Segmentasyon veri kümesi alıntıları =
==================================================

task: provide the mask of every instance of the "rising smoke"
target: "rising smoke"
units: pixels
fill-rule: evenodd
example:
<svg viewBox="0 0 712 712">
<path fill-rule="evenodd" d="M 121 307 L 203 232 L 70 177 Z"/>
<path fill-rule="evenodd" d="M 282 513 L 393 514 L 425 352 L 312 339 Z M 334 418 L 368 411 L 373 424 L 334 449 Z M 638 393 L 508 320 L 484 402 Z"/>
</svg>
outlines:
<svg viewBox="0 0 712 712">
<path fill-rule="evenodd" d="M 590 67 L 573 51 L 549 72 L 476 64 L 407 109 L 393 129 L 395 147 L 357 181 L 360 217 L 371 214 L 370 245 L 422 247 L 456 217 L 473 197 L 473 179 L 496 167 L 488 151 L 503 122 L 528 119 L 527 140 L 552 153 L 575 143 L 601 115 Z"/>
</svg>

==================================================

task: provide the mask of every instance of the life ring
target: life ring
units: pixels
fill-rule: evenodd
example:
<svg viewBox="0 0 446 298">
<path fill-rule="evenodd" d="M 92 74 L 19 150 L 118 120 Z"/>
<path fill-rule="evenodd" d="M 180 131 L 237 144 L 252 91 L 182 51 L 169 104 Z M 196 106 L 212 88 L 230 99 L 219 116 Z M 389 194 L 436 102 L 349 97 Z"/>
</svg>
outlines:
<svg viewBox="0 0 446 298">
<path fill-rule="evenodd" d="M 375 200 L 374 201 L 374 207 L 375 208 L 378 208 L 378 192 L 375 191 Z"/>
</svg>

==================================================

Yönerge ve Koşullar =
Kayıtlarda "mask" sözcüğünün geçtiği her satırı seçip kopyalayınız.

Çözüm =
task: provide the mask of every instance of the "rising smoke"
task: provide the mask of every instance of the life ring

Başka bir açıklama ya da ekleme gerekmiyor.